§ **Description of the task**: With images excluded, write out each entry below exactly as given.

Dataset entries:
=== Begin Enclosure ===
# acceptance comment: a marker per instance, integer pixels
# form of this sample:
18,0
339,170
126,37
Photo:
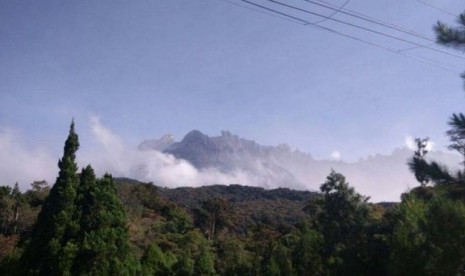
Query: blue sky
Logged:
147,68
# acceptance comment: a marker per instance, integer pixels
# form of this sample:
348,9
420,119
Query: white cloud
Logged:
21,164
410,142
115,157
336,155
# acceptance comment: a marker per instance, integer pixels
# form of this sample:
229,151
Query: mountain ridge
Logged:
384,177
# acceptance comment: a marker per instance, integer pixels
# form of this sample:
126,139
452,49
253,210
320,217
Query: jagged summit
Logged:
157,144
249,163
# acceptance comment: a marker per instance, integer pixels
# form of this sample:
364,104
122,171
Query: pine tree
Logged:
48,251
103,247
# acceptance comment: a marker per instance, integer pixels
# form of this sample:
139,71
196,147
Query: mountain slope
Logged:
383,177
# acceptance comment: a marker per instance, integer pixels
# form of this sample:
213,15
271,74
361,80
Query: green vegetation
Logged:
83,225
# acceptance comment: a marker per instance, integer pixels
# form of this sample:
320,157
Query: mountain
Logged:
157,144
383,177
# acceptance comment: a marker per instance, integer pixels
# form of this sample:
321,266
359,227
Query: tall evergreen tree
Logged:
48,251
102,242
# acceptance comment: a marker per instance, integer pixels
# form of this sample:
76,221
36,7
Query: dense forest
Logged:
85,225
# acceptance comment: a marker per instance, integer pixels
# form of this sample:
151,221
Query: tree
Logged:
81,228
419,157
102,240
344,219
428,237
44,253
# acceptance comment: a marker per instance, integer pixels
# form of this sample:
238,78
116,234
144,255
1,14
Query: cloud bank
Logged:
23,165
115,157
383,177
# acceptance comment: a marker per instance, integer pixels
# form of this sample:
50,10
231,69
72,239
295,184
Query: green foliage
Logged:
428,237
81,228
44,253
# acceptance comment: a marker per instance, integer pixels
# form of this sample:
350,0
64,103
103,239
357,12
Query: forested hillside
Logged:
86,224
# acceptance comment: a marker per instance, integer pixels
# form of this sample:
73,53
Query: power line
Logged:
336,11
436,8
310,24
367,29
369,19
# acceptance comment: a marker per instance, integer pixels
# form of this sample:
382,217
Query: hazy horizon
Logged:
144,69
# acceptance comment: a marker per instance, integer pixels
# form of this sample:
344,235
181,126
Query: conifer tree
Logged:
103,247
48,252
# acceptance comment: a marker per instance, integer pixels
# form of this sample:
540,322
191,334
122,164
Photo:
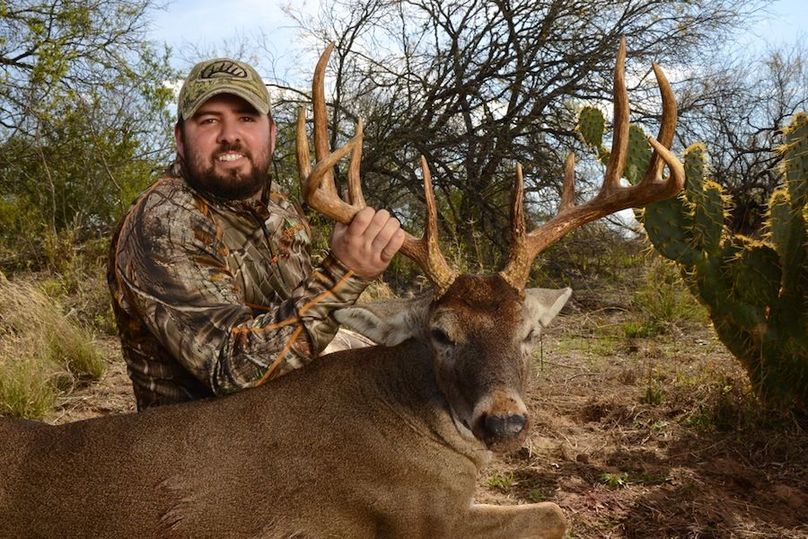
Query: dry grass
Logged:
653,437
42,352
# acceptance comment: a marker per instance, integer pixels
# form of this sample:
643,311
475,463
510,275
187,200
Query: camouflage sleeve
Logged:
175,275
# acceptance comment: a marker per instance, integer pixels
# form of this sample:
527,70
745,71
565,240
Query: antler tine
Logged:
320,192
617,159
320,113
667,125
317,185
612,196
426,251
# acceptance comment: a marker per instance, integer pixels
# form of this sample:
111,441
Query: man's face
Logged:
226,147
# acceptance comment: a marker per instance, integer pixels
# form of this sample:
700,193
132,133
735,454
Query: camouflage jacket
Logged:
211,296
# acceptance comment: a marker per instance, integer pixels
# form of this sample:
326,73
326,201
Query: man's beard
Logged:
233,184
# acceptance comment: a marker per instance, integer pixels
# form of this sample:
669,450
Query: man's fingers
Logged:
363,223
385,234
392,247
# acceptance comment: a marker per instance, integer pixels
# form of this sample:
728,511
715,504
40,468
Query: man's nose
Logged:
229,131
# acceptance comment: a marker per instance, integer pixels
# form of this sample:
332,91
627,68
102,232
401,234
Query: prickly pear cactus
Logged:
755,290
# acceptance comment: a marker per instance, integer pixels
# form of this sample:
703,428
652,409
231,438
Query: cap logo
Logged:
223,69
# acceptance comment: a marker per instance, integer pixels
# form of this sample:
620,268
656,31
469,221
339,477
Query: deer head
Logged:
481,329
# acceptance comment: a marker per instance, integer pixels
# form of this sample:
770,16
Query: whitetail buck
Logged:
376,442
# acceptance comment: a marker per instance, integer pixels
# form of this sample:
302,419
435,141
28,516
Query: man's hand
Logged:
368,244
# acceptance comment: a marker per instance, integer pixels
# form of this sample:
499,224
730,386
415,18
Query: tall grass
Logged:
663,302
42,352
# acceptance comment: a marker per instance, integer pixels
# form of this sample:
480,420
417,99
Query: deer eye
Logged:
441,337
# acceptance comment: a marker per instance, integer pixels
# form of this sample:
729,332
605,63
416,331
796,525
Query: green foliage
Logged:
614,480
662,301
756,291
84,105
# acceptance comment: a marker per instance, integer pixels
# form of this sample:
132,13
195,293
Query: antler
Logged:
612,196
320,192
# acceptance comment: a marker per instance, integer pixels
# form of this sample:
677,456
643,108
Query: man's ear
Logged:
179,142
273,133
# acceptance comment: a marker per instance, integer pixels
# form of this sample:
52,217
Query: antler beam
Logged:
320,191
612,196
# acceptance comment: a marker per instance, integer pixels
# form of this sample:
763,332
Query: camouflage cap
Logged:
222,76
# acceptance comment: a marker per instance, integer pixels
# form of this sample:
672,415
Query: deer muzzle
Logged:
500,421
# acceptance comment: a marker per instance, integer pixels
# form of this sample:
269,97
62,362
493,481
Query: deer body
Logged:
378,442
362,443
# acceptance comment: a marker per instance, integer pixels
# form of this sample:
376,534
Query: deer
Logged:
384,441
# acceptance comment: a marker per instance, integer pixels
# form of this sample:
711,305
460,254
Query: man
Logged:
212,285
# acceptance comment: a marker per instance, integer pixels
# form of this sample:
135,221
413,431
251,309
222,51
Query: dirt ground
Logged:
649,437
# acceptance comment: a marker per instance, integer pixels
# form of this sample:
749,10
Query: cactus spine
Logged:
756,291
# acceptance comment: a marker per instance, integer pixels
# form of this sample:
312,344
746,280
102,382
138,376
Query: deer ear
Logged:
388,322
543,304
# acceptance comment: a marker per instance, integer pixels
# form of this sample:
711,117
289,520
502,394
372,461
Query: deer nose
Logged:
504,426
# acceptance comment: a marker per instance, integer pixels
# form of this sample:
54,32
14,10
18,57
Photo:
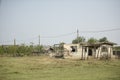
=== End Enclosure ===
§ **Expected answer**:
# acceptance comment: a marker per instance, integer pixels
# form of this sample:
18,0
339,170
126,37
Photo:
Query: blue sky
Logged:
147,68
# acceptance comment: a marker per instance, integer pixels
# form of this sample:
348,9
420,119
Query: white cloud
Logged:
21,164
410,142
115,157
336,155
# acceptance comment: a marker per instance, integer pixels
# form of this sample:
229,151
Query: mountain ridge
Logged:
384,177
# acceptance comment: a marker per instance, integer pixels
# form of this sample:
126,139
452,49
253,210
320,217
Query: jagged summit
Logged:
157,144
249,163
# acceptance comment: a marker per instance, integer pixels
# form of this sample:
364,104
122,171
Query: pine tree
Logged:
48,251
103,247
# acceptance comment: a marker per instance, integer pixels
# form of this sample:
139,71
196,147
Query: mountain slope
Logged:
383,177
# acceptance comment: a marker per instance, integer pixels
# form of this sample:
213,15
271,74
361,80
Query: green vegetation
Logged:
83,225
# acceptance comment: a marker per instance, integer pixels
# form of this sample:
320,157
Query: mountain
Logged:
157,144
383,177
# acceptance comment: a marker per instance, integer pixels
# form of this sample:
321,266
359,227
Query: tall evergreen tree
Logged:
48,251
102,242
# acceptance comment: a marker per instance, integer pixels
# form of this sample:
76,221
36,7
Query: dense forest
Logged:
85,225
# acceptance comment: a marker per instance, integer pixels
# form of this sample:
151,221
Query: tree
Logged:
81,228
419,157
102,240
344,219
428,237
44,253
# acceptance comment: a marker per instance, integer pixels
# form of this sample:
238,78
116,234
144,255
1,14
Query: cloud bank
Logged:
23,165
115,157
383,177
# acceptance comment: a marker per instance, integer pixels
# form of this sample:
50,10
231,69
72,239
295,184
Query: green foliage
Logged:
428,237
81,228
44,253
# acceptance comment: a marker per instance, integer pixels
# form of this sample:
350,0
64,103
103,239
357,12
Query: forested hillside
Logged:
86,224
# acceptance comment: a marker per instance, integer pixels
# form of this sample:
73,53
Query: power line
Logged:
336,11
436,8
310,24
367,29
369,19
# acceptance comment: a marker per instance, integer pixels
# form of this sample:
382,217
Query: hazy horizon
Logged:
144,69
# acceptance comment: a marker per instance, integer pixels
# form of this sample:
344,235
181,126
Query: conifer tree
Logged:
103,247
48,252
# acceptance comment: a marker per instance, integer pixels
# form of this sample:
540,322
191,334
122,164
Photo:
Query: dry grass
Logged:
653,437
42,352
# acceptance comment: a marker per instance, integer pixels
# form of this sample:
643,311
475,463
510,275
187,200
Query: camouflage sleeve
Logged:
175,275
# acceptance comment: a marker per instance, integer pixels
# form of this sample:
527,70
745,71
565,240
Query: antler tine
Logged:
320,192
617,159
320,113
667,125
317,185
612,196
426,251
# acceptance comment: a marker per instance, integer pixels
# form of this sample:
111,441
Query: man's face
Logged:
226,147
# acceptance comment: a marker per instance, integer pixels
# form of this sample:
700,193
132,133
735,454
Query: camouflage jacket
Logged:
211,296
# acceptance comment: a marker per instance, integer pixels
# form of this sample:
326,73
326,201
Query: man's beard
Logged:
233,184
# acceptance comment: a marker per instance, integer pixels
# form of this sample:
669,450
Query: man's fingers
Logged:
363,223
385,234
392,247
# acceptance comment: a marker per instance, integer pixels
# form of this sample:
728,511
715,504
40,468
Query: man's nose
Logged:
229,131
# acceptance comment: a marker per instance, integer pixels
# form of this sample:
332,91
627,68
102,232
401,234
Query: prickly pear cactus
Logged:
755,290
# acceptance comment: a marker per instance, integer pixels
# form of this sample:
703,428
652,409
231,438
Query: cap logo
Logged:
223,69
# acceptance comment: a marker per instance, integer pixels
# form of this sample:
620,268
656,31
469,221
339,477
Query: deer head
Logged:
481,329
# acceptance comment: a marker per instance, integer pixels
# form of this sample:
770,16
Query: whitetail buck
Logged:
376,442
# acceptance comment: a marker per instance, integer pixels
# form of this sample:
302,419
435,141
28,516
Query: man's hand
Logged:
368,244
# acceptance comment: a marker per instance, integer pixels
# form of this sample:
499,224
730,386
415,18
Query: tall grass
Logged:
663,302
42,352
# acceptance comment: a marker per instance, integer pixels
# form of this sample:
480,420
417,99
Query: deer eye
Logged:
441,337
# acceptance comment: a marker per instance, integer pixels
# form of this sample:
729,332
605,63
416,331
796,525
Query: green foliage
Logged:
614,480
662,301
756,291
84,105
# acceptance comment: a marker per instance, integer pixels
# form of this sample:
132,13
195,293
Query: antler
Logged:
612,196
320,192
# acceptance comment: a marker per instance, integer pixels
# form of this sample:
677,456
643,108
Query: man's ear
Logged:
179,142
273,133
# acceptance comment: a marker per instance, integer pixels
# form of this sample:
52,217
Query: antler beam
Logged:
320,191
612,196
# acceptance comment: a marker per instance, integer pixels
# form of this sample:
763,332
Query: camouflage cap
Logged:
222,76
# acceptance comment: a marker per instance, integer pixels
# form of this sample:
672,415
Query: deer muzzle
Logged:
500,421
# acceptance comment: a marker per instance, integer pixels
# form of this sample:
269,97
62,362
493,481
Query: deer body
Logged:
378,442
362,443
# acceptance comment: a marker per instance, integer pixels
# form of this sample:
376,534
Query: deer
Logged:
384,441
# acceptance comment: a marker per instance, integer pixels
# form of this sample:
711,305
460,254
Query: man
Logged:
212,285
# acceptance comment: a marker per instance, integer pixels
# form of this sample:
135,221
413,431
251,309
222,51
Query: dirt ground
Logged:
649,437
# acceptance comment: a marker per instance, integer pixels
# form of this sample:
749,10
Query: cactus spine
Logged:
756,291
# acceptance comment: a marker per instance, integer pixels
# form of this sample:
312,344
746,280
102,382
138,376
Query: deer ear
Logged:
388,322
543,304
# acceptance comment: a marker per instance, integer pixels
# form of this sample:
711,117
289,520
502,394
372,461
Query: deer nose
Logged:
504,426
# acceptance comment: a marker per instance, integer pixels
# form of this sample:
54,32
14,10
18,57
Photo:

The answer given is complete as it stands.